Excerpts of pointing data
'''
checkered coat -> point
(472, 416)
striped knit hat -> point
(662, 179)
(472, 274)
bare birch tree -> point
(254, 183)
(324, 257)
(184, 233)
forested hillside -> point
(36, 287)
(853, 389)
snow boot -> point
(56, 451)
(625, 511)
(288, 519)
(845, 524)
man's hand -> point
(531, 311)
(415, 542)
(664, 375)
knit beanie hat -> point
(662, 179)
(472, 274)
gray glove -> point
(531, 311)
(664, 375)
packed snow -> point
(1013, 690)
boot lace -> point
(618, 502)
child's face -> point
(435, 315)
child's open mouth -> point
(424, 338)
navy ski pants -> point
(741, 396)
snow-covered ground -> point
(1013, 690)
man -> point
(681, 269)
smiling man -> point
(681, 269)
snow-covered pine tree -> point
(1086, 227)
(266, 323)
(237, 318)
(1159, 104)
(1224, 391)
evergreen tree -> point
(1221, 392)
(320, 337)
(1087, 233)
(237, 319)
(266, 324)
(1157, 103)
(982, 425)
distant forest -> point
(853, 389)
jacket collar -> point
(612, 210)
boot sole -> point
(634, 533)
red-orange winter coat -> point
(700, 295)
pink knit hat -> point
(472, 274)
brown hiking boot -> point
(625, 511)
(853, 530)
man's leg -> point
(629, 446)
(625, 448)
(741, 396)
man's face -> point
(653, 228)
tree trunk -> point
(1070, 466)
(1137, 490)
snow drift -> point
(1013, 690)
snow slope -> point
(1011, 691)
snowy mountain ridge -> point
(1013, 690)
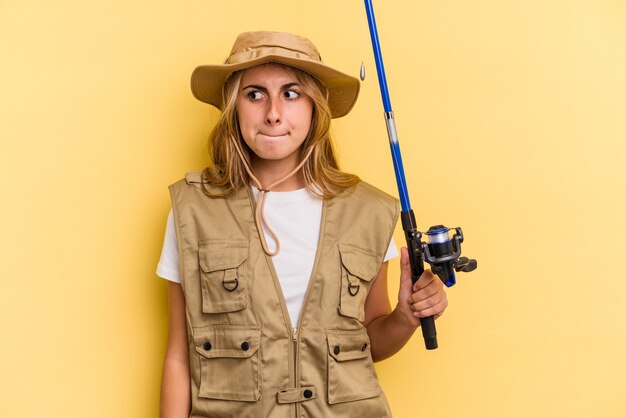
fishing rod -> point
(441, 250)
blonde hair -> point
(321, 171)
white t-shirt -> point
(295, 217)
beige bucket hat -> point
(254, 48)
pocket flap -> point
(234, 341)
(348, 345)
(359, 262)
(222, 255)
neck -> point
(269, 172)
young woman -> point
(277, 260)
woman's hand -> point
(426, 297)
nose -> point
(273, 113)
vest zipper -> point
(296, 354)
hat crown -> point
(267, 43)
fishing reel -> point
(443, 253)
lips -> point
(272, 135)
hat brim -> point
(343, 90)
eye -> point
(254, 95)
(291, 94)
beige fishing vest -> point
(246, 358)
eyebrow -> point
(264, 89)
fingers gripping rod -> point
(413, 236)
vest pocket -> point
(229, 362)
(359, 267)
(351, 374)
(223, 275)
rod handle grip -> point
(429, 332)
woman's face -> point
(274, 114)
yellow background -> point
(511, 116)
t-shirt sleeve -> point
(392, 251)
(168, 264)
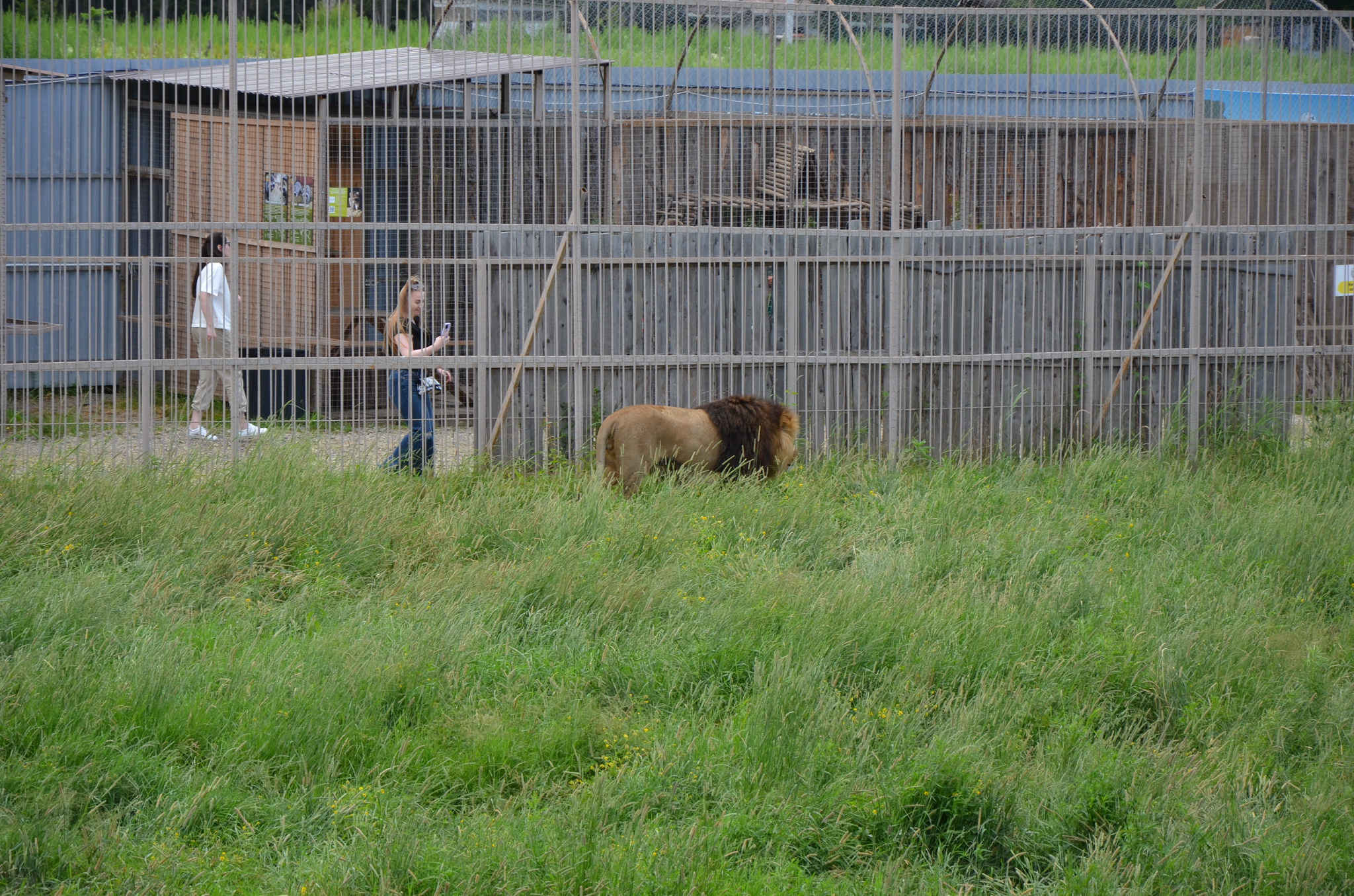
'''
→ Job: Locate each line of the material above that contains the string "tree", and copy those lines. Treat case as significant.

→ Response:
bare birch tree -> point
snow-covered pine tree -> point
evergreen tree -> point
tree trunk -> point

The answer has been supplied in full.